» **Brano**:
Kandinskij, Vasilij Vasil'evič

Enciclopedia dei ragazzi (2006)

Kandinskij, Vasilij Vasil'evič

Bettina Mirabile

Lo spirito delle forme e la risonanza dei colori

Kandinskij è il pittore russo che, fra Ottocento e Novecento, ha aperto la strada alla pittura astratta. Con i suoi dipinti e con l’attività di teorico e di insegnante al Bauhaus, ha dimostrato come i colori associati a forme astratte abbiano il potere di suscitare emozioni nello spettatore e facciano riscoprire, in un’epoca in cui dominano valori materiali, una dimensione spirituale dimenticata

Una pittura musicale e una Russia incantata

Nato a Mosca nel 1866, Vasilij V. Kandinskij studia legge e suona il pianoforte e il violoncello. Ma la sua passione più grande è la pittura, al punto che per dipingere rinuncia alla carriera di professore universitario. Inventa un nuovo linguaggio artistico, uno stile astratto, solo all’apparenza disordinato, in cui macchie di colore e linee sono accostate secondo un ritmo musicale. Intitolando le sue opere come brani musicali (molte le Improvvisazioni o le Composizioni), Kandinskij crede che gli accordi di colori e forme infondano nell’animo dello spettatore la stessa armonia dei suoni.

» **Dati grezzi**:
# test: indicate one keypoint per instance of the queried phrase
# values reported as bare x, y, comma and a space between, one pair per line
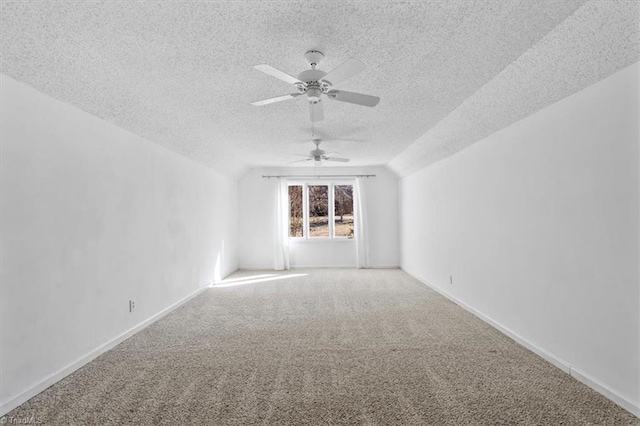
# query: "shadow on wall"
253, 279
217, 270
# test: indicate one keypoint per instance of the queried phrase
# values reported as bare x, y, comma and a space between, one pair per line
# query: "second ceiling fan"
314, 83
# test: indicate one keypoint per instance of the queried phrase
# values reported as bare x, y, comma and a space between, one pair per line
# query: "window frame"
331, 184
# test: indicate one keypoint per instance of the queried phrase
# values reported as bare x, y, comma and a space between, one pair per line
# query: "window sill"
321, 240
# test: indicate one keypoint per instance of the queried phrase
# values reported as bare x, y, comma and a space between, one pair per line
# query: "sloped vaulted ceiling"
449, 72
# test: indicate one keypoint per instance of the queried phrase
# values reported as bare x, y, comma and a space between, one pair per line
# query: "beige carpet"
371, 347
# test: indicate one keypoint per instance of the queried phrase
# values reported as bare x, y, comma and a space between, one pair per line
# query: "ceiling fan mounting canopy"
314, 83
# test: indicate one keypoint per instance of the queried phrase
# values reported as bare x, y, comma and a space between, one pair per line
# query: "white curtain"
362, 243
281, 257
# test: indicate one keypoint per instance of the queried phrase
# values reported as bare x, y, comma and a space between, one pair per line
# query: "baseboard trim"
270, 267
51, 379
593, 383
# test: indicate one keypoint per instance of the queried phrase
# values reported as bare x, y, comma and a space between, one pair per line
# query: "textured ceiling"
448, 72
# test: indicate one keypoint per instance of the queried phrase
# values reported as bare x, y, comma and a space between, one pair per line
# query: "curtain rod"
315, 176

» **Nota sull'esercizio**: Secondo il brano su Kandinskij, a quale carriera rinunciò il pittore per dedicarsi alla pittura? Le voci costituiscono un materiale a sé, distinto dal brano.

» **Risposta scritta**: Rinunciò alla carriera di professore universitario.